◆ Short problem A ◆
List each line of the listing below that contains the string "railing", matching case exactly.
◆ Short problem B ◆
Extend the House of Lords debate on the Matrimonial and Family Proceedings Bill, picking up after its final sentence.

◆ Text passage ◆
↓
My Lords, I beg to move that the House do now adjourn during pleasure until 9.10 p.m.
Moved accordingly, and, on Question, Motion agreed to.
[ The Sitting was suspended from 8.52 to 9.10 p.m.]
Matrimonial And Family Proceedings Bill Hl
9.12 p.m.
House again in Committee on Clause 1.
Clause 1 agreed to.
Clause 2 agreed to.
( Amendment No. 5 not moved.]
Clause 3 [ Orders for financial relief after divorce, etc.]:
moved Amendment No. 6:
Page 3, line 18, leave out ("while a minor").
The noble and learned Lord said: When I spoke to the last amendment I made the foolish observation that I did not think that it was a matter that called for dogma and that I, myself, did not propose to make any dogmatic statement. My goodness, what a mistake that was! I was plunged into dogma and wondered where the Welsh Congregationalists came into it. Happily, there is nobody listening; so may I go on like this? We are now fortunately in an amendment free, I hope, from dogma, but it would be an exaggeration to say that there is no room for a difference in opinion.
The matter arises out of the provisions of Part II dealing with financial relief in matrimonial proceedings and in paragraph (2) ( a) of the new Clause 25, your Lordships will see that it is provided that:
"It shall be the duty of the court in deciding whether to exercise its powers",—
under the relevant financial provisions—
"and, if so, in what manner, to have regard to all the circumstances of the case, first consideration being given to the welfare while a minor of any child of the family who has not attained the age of eighteen".
↑
◆ Provided data ◆
↓
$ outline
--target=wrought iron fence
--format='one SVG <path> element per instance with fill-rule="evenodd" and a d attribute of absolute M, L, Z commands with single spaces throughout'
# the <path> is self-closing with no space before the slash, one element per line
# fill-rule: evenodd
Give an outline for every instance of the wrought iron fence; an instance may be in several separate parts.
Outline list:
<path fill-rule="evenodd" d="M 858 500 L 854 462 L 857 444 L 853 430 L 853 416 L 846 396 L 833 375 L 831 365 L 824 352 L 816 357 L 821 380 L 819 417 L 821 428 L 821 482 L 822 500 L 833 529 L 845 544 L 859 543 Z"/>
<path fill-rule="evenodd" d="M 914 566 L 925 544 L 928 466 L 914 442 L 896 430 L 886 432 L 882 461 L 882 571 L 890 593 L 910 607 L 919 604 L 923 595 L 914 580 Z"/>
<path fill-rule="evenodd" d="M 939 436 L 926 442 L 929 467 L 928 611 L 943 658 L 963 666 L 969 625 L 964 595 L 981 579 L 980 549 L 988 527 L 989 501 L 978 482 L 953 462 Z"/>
↑
↓
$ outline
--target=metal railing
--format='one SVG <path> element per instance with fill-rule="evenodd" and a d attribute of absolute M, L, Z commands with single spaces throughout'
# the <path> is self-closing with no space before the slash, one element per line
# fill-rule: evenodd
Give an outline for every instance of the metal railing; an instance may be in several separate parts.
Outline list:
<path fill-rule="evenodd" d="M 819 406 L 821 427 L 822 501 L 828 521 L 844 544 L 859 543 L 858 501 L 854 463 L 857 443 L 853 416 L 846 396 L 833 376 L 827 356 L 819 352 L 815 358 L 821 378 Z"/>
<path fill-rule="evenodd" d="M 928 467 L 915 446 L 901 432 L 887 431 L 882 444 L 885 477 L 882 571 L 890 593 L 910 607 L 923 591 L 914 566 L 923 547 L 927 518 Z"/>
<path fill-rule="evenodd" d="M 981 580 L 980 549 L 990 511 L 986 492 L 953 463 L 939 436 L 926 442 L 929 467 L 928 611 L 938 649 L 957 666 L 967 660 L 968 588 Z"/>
↑
↓
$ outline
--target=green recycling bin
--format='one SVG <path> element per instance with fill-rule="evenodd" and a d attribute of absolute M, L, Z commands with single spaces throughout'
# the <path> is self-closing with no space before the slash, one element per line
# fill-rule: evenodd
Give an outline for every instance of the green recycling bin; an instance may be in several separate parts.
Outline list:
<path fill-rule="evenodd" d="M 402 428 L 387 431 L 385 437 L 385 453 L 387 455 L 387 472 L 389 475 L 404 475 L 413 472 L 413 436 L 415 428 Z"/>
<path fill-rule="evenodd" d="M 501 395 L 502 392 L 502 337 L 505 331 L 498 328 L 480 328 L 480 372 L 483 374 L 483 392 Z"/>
↑
◆ Task output A ◆
--target=metal railing
Give an outline for every instance of the metal railing; an instance may be in several separate parts.

◆ Task output B ◆
The effect of Amendments Nos. 6 and 7 is to require, in effect, that consideration should be given to the welfare of the child of the marriage up to the age of 21. The reason for this amendment is to meet the criticism (which has been expressed by various bodies that have been particularly concerned with the protection of the interests of children) that it failed to meet the situation of the children, many of whom go on to college and university—to full-time education. They are still dependent on the family provision, many of them at any rate, and on contributions from the family; and I feel—and it is felt by those who have written to me about this matter—that the consideration that is given to the welfare of the children of the marriage should include consideration of the position of those who are in full-time education.
That is why we have proposed the amendment to raise the age from 18 to 21. I do not know that I need elaborate upon the argument a great deal. It will affect quite a large number of young people, if I may so describe them, at university, and not only at university but undergoing training in various technical and other institutions where the training often, if not always, in the cases that we are concerned with, goes up to the age of 21. I beg to move.
I should like to support this amendment, having two grandchildren of 18 who go to university—luckily without divorced parents. I can see how important it would be if the parents were divorced that their education should not be risked by all assistance being cut off at the age of 18.